Objective: Return every line of the records below that contains the word "road".

Data supplied:
** start **

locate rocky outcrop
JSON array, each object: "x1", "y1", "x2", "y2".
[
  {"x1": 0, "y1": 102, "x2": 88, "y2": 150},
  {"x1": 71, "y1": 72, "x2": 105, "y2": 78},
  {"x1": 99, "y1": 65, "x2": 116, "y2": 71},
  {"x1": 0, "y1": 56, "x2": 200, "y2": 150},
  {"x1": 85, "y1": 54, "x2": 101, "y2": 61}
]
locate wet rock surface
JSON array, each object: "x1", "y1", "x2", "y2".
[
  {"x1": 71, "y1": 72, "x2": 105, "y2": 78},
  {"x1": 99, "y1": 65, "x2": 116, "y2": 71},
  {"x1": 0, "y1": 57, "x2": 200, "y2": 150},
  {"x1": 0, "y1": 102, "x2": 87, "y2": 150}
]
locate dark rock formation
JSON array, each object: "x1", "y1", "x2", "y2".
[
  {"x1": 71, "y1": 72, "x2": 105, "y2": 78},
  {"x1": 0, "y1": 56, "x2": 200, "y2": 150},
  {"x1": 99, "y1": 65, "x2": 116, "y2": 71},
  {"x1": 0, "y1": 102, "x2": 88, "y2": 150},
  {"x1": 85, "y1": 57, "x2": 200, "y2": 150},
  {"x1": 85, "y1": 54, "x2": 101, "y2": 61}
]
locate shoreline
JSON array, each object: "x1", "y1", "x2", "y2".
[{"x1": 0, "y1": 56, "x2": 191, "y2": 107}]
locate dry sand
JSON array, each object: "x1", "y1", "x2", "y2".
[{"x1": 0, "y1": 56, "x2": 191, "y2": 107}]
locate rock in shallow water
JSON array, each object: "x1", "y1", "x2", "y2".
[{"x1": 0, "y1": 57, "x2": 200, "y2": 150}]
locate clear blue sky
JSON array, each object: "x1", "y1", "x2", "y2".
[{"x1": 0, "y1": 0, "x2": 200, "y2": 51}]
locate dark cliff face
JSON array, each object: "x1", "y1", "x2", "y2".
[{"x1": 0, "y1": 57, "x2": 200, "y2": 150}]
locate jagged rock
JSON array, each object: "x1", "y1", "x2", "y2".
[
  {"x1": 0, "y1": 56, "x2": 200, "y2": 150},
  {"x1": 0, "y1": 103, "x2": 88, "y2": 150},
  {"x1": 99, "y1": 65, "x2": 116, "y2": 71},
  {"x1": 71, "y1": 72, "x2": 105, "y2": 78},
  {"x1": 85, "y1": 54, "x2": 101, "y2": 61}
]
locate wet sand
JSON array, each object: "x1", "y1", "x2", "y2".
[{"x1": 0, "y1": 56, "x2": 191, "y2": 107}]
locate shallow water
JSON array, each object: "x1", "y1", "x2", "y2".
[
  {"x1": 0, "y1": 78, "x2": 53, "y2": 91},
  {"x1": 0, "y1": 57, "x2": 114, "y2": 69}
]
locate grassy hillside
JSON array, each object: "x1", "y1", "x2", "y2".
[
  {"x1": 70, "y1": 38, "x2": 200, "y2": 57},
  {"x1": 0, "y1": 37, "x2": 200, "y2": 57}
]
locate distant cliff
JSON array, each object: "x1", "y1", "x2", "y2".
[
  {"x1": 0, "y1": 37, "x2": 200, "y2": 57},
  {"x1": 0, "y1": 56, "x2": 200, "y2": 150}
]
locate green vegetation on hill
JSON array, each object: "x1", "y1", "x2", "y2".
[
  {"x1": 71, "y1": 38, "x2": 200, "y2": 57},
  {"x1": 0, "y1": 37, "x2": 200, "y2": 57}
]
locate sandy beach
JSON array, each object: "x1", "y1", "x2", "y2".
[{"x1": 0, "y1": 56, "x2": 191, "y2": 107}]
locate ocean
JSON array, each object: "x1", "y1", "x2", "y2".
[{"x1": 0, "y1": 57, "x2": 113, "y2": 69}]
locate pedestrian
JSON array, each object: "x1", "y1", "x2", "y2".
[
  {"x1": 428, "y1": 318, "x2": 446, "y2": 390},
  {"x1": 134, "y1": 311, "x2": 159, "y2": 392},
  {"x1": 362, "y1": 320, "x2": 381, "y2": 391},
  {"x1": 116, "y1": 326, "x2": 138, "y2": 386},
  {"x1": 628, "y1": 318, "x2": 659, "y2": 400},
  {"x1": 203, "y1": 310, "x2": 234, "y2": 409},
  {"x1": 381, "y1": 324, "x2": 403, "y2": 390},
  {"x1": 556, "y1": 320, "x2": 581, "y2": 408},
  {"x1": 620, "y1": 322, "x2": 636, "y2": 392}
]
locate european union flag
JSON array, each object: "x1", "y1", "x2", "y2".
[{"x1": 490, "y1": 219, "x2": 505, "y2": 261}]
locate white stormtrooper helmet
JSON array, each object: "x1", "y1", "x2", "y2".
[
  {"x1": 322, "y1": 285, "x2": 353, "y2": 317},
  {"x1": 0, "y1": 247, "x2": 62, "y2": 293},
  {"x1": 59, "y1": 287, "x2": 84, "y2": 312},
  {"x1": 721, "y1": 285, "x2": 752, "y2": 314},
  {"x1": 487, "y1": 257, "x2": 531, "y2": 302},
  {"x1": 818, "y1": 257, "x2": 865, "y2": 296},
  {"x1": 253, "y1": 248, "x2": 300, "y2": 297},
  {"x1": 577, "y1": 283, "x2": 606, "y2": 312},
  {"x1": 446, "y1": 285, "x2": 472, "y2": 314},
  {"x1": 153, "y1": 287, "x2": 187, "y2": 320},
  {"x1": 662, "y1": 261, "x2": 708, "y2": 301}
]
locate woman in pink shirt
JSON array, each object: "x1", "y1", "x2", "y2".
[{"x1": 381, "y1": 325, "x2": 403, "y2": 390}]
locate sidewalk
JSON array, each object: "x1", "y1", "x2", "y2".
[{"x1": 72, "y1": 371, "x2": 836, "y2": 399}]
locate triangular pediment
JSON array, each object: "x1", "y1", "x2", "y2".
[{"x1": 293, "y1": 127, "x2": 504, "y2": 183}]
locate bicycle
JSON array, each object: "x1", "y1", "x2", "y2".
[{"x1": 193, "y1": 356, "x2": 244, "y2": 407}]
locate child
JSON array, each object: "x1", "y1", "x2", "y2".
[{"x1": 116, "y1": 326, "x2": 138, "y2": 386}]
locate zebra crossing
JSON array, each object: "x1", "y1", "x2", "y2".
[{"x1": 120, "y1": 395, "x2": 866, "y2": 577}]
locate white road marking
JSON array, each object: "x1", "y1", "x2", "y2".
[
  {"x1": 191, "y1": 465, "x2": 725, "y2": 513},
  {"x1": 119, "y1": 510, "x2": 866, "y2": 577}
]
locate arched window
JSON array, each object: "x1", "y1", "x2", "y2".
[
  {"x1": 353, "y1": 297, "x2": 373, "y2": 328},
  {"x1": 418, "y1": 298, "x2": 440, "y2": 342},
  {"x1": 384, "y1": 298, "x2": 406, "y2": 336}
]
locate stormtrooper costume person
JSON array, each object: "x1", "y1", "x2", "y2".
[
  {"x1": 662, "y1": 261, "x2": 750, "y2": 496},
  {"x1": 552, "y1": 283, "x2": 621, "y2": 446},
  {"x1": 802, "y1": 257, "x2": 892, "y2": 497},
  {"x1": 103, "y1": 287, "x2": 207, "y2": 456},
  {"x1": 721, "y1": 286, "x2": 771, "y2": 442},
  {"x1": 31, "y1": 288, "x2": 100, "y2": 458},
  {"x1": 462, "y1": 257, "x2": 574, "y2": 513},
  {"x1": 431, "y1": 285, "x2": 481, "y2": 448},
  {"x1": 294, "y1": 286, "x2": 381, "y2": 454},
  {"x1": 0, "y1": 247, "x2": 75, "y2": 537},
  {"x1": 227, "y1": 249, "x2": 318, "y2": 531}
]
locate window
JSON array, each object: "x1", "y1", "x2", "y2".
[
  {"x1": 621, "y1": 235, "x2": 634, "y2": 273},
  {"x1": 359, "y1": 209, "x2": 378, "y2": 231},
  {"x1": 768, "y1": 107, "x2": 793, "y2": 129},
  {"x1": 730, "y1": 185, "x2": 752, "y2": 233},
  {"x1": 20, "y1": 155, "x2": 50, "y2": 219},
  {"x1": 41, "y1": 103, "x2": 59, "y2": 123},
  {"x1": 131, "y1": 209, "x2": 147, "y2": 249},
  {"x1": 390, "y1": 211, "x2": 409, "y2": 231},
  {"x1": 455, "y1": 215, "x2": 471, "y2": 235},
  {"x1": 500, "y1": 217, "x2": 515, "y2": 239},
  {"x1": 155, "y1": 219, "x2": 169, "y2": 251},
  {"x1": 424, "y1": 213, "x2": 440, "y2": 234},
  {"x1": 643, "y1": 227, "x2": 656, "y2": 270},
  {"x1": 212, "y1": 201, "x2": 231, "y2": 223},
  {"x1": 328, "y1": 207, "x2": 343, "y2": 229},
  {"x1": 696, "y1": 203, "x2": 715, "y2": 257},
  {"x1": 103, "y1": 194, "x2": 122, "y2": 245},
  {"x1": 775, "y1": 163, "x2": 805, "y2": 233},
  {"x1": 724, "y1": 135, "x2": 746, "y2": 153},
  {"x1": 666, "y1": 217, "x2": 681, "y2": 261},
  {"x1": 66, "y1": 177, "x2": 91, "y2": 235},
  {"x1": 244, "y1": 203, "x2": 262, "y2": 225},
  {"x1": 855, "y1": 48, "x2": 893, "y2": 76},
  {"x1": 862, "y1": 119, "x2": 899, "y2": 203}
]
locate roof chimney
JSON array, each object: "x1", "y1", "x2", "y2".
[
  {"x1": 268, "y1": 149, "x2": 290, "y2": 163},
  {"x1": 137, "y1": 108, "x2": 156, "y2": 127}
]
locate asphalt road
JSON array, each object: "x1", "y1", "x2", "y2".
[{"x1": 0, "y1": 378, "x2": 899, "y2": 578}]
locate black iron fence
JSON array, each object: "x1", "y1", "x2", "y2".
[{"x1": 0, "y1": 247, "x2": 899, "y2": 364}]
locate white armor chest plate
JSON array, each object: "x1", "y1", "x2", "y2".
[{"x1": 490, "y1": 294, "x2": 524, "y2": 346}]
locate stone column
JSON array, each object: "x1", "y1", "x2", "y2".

** end **

Correct output:
locate white road marking
locate asphalt road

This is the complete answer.